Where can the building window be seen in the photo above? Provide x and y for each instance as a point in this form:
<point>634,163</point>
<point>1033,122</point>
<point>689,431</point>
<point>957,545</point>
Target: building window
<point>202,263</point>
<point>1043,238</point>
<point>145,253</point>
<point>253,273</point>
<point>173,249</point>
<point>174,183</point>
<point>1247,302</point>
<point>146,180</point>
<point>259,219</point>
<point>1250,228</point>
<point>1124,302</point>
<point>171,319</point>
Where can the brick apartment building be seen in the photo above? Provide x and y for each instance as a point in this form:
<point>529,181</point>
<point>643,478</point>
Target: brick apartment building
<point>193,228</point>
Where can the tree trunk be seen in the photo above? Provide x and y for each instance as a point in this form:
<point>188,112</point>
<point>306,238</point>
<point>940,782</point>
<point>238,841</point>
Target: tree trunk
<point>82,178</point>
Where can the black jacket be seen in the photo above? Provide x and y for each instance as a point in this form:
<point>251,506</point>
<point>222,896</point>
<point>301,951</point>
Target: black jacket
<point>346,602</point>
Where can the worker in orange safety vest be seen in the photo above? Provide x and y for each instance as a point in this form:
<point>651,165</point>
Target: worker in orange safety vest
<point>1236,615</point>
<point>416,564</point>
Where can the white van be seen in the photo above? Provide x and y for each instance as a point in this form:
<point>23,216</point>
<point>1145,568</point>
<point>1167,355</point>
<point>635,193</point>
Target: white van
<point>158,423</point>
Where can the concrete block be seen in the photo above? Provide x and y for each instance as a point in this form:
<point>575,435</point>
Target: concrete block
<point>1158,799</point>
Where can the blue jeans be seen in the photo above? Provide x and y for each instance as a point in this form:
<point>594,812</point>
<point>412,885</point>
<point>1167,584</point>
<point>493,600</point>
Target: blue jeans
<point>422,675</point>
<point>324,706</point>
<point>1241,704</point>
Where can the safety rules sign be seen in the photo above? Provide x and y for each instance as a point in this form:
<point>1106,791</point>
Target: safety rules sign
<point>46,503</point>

- WHAT THIS TASK INVOLVES
When copying the data above, keep every line exactly as written.

- TASK SOLUTION
Where can the building window be seen in the photo above? Provide x and y for each instance as a point in this form:
<point>634,163</point>
<point>1033,122</point>
<point>689,431</point>
<point>957,545</point>
Target: building window
<point>202,263</point>
<point>1043,238</point>
<point>145,253</point>
<point>253,273</point>
<point>173,249</point>
<point>174,183</point>
<point>1247,302</point>
<point>146,180</point>
<point>259,219</point>
<point>1250,228</point>
<point>1124,302</point>
<point>171,319</point>
Where can the brick apartment building be seen in the photo above? Provide x and y for each instance as a point in this form:
<point>529,181</point>
<point>643,478</point>
Target: brick apartment building
<point>193,228</point>
Where can the tree trunk be seen in the photo above? Provide x and y for each instance as a point in this form:
<point>188,112</point>
<point>306,238</point>
<point>940,782</point>
<point>238,841</point>
Target: tree trunk
<point>82,178</point>
Where can the black jacket be seen in the photo above? Provide x and y for each instance as a point in this form:
<point>251,506</point>
<point>222,896</point>
<point>301,951</point>
Target: black jacket
<point>346,602</point>
Where can the worker in orange safety vest be seen in the photo above? Provide x and y for each instance as a point in this form:
<point>651,165</point>
Target: worker in orange safety vest
<point>1236,615</point>
<point>416,564</point>
Where can the white van be seen in the photo above? Provide x and y for each instance as a point in this form:
<point>23,216</point>
<point>1145,568</point>
<point>1167,355</point>
<point>635,193</point>
Target: white van
<point>158,423</point>
Where can the concrete block be seen in the photo above? Provide x and y for each instance as a point in this form:
<point>575,435</point>
Target: concrete block
<point>1158,799</point>
Where can the blue jeans be seen in the photo above? Provide x and y for each instance as a point in this form:
<point>594,812</point>
<point>412,885</point>
<point>1167,584</point>
<point>493,600</point>
Target: blue jeans
<point>422,675</point>
<point>324,706</point>
<point>1241,704</point>
Where can the safety rules sign be seen in the photo above? Provide x and y for each instance as a point in this form:
<point>1106,791</point>
Target: safety rules sign
<point>46,503</point>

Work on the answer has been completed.